Data Center Manager (DCM) System Configuration

Extreme Connect Modules for data center applications leverage ExtremeCloud IQ Site Engine end-system groups to create and manage virtual portgroups within 3rd party hypervisors.

DCM Fabric Manager

End-System Groups

Private VLANs

DCM Fabric Manager

After installing Extreme Connect, ExtremeCloud IQ Site Engine NAC Manager offers a new configuration menu at Tools > Management and Configuration > Data Center Fabric.

The Fabric Manager assists in the creation of new end-system groups and the corresponding description string that will be used by Extreme Connect to create portgroups on remote systems.

While the parameters could also be edited manually in the end-system group menu, it is strongly recommended to use the wizard to avoid accidental misconfiguration.

The individual configuration options are:

Configuration Options Description
approval=true|false If you set this value to “true”, end-system must be approved before it is added to this end-system group. Can be used for sensitive endsystem group like your DMZ group, for example, where you don’t want any VMs to be assigned to without proper approval. VMs which are allocated to such end-system groups/vSwitch but have not yet been approved manually by an administrator will temporarily be pushed to the default group “VM Pending Approval”.
sync=true|false Only if you set this value to ‘true’ a new portgroup (VMware) or network (XEN) will be created automatically with the same name by the Datacenter manager.
VLAN ID In order to define a VLAN ID for new VMware vSwitches/dvSwitches or XEN networks (this feature is not available for the Hyper-V module) you can use the following two formats:

vlan=#static_vlan_id#: Setting this value to ‘vlan=100’, for example, will create a new portgroup (for VMware vSwitches) or network (XEN) and assign the VLAN ID 100 to it. For proper configuration you would then need to create an Extreme Control NAC rule which would bind this endsystem group to a policy which also assigns (“Contain to”) the endsystem to VLAN 100 on the physical network. The VMware/XEN management will make sure that VMs within this portgroup/network will be tagged with VLAN ID 100.

▸ **EXERCISE INSTRUCTIONS**
(1) Answer these questions from the Data Center Manager configuration text:
(a) Where does the new configuration menu appear in NAC Manager after Extreme Connect is installed?
(b) Which default group temporarily holds VMs that have not yet been approved?
(c) Which module lacks the VLAN ID feature?
(2) Rename "administrator" to "operator" in the part of the Data Center Manager configuration text that opens with "The individual configuration" and closes with "the Datacenter manager.", then write out that part.
The material that follows has no connection to the Data Center Manager configuration text.

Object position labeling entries

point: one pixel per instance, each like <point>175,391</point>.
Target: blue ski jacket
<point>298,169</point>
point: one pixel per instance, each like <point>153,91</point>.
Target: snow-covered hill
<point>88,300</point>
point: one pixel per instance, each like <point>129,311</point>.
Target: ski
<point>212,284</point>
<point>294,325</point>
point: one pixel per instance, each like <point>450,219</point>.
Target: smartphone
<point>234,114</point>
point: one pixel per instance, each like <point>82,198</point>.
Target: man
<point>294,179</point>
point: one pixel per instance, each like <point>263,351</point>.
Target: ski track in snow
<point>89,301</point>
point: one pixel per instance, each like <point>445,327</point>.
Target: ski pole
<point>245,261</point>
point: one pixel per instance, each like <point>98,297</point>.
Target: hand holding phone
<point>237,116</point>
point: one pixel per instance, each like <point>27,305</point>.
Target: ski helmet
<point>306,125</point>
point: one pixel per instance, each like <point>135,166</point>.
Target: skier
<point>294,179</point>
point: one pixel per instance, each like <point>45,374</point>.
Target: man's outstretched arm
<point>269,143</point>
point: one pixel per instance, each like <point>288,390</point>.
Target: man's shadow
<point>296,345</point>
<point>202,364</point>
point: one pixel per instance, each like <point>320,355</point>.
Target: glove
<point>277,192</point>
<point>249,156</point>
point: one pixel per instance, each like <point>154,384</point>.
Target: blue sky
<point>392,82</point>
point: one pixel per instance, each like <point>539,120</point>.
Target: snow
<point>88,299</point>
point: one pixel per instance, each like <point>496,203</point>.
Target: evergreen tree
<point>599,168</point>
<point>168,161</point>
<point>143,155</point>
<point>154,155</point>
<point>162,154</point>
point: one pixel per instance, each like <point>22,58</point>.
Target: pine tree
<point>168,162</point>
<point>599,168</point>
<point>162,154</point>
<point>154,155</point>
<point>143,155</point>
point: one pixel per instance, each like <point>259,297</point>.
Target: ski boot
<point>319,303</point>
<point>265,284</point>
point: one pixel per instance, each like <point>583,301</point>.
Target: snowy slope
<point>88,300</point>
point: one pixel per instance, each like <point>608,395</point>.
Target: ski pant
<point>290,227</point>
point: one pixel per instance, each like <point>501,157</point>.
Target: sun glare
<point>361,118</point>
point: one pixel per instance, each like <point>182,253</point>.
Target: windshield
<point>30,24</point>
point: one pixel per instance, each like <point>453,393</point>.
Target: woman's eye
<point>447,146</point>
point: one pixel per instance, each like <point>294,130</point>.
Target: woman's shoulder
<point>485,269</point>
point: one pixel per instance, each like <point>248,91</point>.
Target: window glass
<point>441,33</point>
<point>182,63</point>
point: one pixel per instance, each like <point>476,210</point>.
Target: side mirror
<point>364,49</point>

▸ **SET OF ANSWERS**
(1)
(a) Tools > Management and Configuration > Data Center Fabric
(b) "VM Pending Approval"
(c) The Hyper-V module

(2)
The individual configuration options are:

Configuration Options Description
approval=true|false If you set this value to “true”, end-system must be approved before it is added to this end-system group. Can be used for sensitive endsystem group like your DMZ group, for example, where you don’t want any VMs to be assigned to without proper approval. VMs which are allocated to such end-system groups/vSwitch but have not yet been approved manually by an operator will temporarily be pushed to the default group “VM Pending Approval”.
sync=true|false Only if you set this value to ‘true’ a new portgroup (VMware) or network (XEN) will be created automatically with the same name by the Datacenter manager.